> **TASK DIRECTIONS**
Can you convert the entries below into a Markdown table with the columns "Row" and "Entry line," giving each line its own numbered row and leaving out any blank lines?

> **INFORMATION SUPPLIED**
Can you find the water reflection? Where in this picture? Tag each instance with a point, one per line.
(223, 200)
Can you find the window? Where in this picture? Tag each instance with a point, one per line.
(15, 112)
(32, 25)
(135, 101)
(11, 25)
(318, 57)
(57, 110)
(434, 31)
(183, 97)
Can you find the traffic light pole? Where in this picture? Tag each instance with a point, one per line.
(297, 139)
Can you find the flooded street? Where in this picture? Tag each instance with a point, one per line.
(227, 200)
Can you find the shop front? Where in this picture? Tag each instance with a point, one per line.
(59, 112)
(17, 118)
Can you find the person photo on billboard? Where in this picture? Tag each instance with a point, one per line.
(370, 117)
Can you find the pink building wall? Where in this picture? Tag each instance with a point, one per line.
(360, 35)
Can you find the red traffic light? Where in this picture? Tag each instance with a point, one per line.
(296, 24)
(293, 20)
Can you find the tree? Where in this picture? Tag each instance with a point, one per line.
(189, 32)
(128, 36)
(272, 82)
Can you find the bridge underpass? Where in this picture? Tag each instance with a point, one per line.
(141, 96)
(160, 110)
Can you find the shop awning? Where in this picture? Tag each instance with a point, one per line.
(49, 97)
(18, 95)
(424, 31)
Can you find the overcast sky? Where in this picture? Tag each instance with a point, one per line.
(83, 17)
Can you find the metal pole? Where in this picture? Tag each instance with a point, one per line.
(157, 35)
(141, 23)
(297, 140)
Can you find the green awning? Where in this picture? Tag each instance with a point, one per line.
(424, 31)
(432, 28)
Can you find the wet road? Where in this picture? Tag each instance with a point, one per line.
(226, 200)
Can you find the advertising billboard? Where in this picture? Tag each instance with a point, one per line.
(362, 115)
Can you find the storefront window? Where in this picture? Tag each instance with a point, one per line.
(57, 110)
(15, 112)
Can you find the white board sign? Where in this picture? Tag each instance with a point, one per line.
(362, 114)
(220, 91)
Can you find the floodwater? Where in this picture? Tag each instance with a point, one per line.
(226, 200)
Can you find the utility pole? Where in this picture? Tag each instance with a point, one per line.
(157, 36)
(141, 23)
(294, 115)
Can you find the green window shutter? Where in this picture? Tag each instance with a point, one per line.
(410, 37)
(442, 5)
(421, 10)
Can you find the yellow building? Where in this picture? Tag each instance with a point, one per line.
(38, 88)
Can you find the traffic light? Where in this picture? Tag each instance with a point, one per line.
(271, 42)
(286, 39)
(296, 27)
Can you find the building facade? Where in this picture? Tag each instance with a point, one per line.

> **OUTPUT OF THE TASK**
| Row | Entry line |
|---|---|
| 1 | Can you find the water reflection? Where in this picture? Tag each instance with a point, one per line. |
| 2 | (223, 200) |
| 3 | Can you find the window? Where in this picture? Tag each instance with a point, one per line. |
| 4 | (15, 112) |
| 5 | (32, 25) |
| 6 | (135, 101) |
| 7 | (11, 25) |
| 8 | (318, 57) |
| 9 | (57, 110) |
| 10 | (434, 31) |
| 11 | (183, 97) |
| 12 | Can you find the traffic light pole? Where in this picture? Tag each instance with a point, one per line. |
| 13 | (297, 139) |
| 14 | Can you find the flooded street? Where in this picture? Tag each instance with a point, one per line. |
| 15 | (227, 200) |
| 16 | Can you find the shop front? Where in this picture? Tag each instance with a point, one per line. |
| 17 | (59, 112) |
| 18 | (17, 118) |
| 19 | Can you find the person photo on billboard? Where in this picture? Tag each instance with a point, one per line. |
| 20 | (370, 117) |
| 21 | Can you find the pink building wall? Where in this picture? Tag each instance with a point, one per line. |
| 22 | (360, 35) |
| 23 | Can you find the red traffic light? Where in this picture? Tag each instance with a point, one per line. |
| 24 | (296, 24) |
| 25 | (293, 20) |
| 26 | Can you find the tree? Where in this picture? Tag each instance with a point, one per line. |
| 27 | (189, 32) |
| 28 | (128, 36) |
| 29 | (272, 82) |
| 30 | Can you find the bridge underpass? Where in this picture? Tag each instance with a point, one per line. |
| 31 | (141, 96) |
| 32 | (160, 110) |
| 33 | Can you find the shop awning? Where in this picture? Tag each instance with a point, one per line. |
| 34 | (49, 97) |
| 35 | (18, 95) |
| 36 | (424, 31) |
| 37 | Can you find the overcast sky? Where in this picture? Tag each instance with a point, one per line. |
| 38 | (83, 17) |
| 39 | Can you find the metal pole? Where in this picture? Tag each instance with a point, one per line. |
| 40 | (157, 35) |
| 41 | (141, 23) |
| 42 | (297, 140) |
| 43 | Can you find the green awning? Where in this picture? Tag each instance with a point, one per line. |
| 44 | (424, 31) |
| 45 | (432, 28) |
| 46 | Can you find the wet road? Where in this picture? Tag each instance with a point, one per line. |
| 47 | (226, 200) |
| 48 | Can you find the advertising billboard? Where in this picture? Tag each instance with a point, one per line. |
| 49 | (362, 115) |
| 50 | Can you find the storefront window? Where in this picture? Tag each instance with a point, one per line. |
| 51 | (57, 110) |
| 52 | (15, 112) |
| 53 | Can you find the white board sign? Where in this picture? Tag each instance with a point, one per line. |
| 54 | (362, 114) |
| 55 | (220, 91) |
| 56 | Can you find the floodwater? Where in this picture? Tag each instance with a point, one per line. |
| 57 | (226, 200) |
| 58 | Can you find the utility pole? Where in this picture? Tag each instance with a point, one per line. |
| 59 | (157, 36) |
| 60 | (141, 23) |
| 61 | (294, 115) |
| 62 | Can you find the green window shutter? Where in this picture? Tag each instance with a point, one per line. |
| 63 | (410, 37) |
| 64 | (442, 5) |
| 65 | (421, 10) |
| 66 | Can you find the yellow building? Where in this picture? Tag each instance with a point, one per line. |
| 67 | (38, 88) |
| 68 | Can you find the traffic light? Where in this picture? Tag each instance with a point, one per line. |
| 69 | (271, 42) |
| 70 | (286, 39) |
| 71 | (296, 27) |
| 72 | Can you find the building facade? Where in this picture? Tag each instance with a point, one per line. |